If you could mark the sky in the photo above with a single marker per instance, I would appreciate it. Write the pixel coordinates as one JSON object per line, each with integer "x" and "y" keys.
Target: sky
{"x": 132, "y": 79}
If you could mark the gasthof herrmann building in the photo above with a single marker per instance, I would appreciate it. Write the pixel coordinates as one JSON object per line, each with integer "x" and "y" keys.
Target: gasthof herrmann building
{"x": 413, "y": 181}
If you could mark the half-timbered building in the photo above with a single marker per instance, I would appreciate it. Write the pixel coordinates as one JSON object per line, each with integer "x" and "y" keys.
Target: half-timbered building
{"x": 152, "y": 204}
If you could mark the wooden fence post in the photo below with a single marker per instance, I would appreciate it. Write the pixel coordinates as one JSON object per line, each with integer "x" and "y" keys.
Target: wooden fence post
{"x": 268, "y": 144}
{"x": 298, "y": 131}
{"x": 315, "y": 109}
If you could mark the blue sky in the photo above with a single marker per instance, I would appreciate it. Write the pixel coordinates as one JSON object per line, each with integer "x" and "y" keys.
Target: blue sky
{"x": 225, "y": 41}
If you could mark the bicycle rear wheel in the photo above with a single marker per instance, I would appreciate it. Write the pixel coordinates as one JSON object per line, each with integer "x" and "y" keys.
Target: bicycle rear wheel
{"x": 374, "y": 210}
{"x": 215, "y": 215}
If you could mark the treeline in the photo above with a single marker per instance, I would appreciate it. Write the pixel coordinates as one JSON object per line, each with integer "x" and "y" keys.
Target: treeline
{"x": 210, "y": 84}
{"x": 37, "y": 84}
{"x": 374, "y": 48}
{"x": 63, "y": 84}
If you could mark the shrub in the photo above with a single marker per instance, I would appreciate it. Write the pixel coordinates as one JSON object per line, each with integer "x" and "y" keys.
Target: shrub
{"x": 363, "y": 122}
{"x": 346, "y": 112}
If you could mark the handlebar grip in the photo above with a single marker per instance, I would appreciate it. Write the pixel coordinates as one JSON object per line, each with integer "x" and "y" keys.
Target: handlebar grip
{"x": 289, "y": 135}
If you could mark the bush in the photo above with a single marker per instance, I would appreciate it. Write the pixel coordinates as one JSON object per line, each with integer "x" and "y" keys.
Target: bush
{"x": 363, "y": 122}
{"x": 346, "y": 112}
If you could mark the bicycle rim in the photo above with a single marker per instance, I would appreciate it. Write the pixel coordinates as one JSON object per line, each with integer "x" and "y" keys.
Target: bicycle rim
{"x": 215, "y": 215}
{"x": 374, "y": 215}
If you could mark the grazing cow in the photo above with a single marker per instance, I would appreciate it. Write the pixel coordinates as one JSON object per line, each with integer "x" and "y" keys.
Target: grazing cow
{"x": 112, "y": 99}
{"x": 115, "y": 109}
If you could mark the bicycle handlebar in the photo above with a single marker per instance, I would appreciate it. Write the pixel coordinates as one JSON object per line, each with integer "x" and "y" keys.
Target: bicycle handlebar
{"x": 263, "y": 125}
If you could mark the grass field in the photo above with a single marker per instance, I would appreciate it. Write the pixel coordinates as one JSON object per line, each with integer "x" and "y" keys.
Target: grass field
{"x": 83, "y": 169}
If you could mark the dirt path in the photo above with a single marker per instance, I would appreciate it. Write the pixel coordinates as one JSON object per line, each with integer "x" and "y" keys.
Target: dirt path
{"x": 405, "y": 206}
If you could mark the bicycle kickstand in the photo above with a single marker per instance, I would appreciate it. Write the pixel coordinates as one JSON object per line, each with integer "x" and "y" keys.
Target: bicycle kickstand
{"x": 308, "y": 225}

**Task requirements:**
Starting at the line that contains "If you could mark the bicycle handlebar", print every line through the end of the listing, word for word. Leave out all the rest.

**Exercise output:**
If you could mark the bicycle handlebar in the photo above with a single marker per instance, I would appreciate it. Write the pixel coordinates as one JSON object per line, each with integer "x" and "y" keys.
Target: bicycle handlebar
{"x": 263, "y": 125}
If you could mark the grass field in the photo above with a single marker per instance, I would appreciate it. Write the pixel coordinates as one JSON object per line, each with integer "x" and "y" keys.
Target: grass field
{"x": 83, "y": 169}
If you could mark the dirt path in the photo above with a single marker per instance, I would appreciate it. Write the pixel coordinates as one JSON object per line, each with integer "x" and "y" keys.
Target: dirt path
{"x": 405, "y": 206}
If you could mark the bicycle kickstand in the photo above with a single marker per instance, I would appreciate it. Write the pixel coordinates as one JSON object per line, each with integer "x" and "y" keys.
Target: bicycle kickstand
{"x": 308, "y": 225}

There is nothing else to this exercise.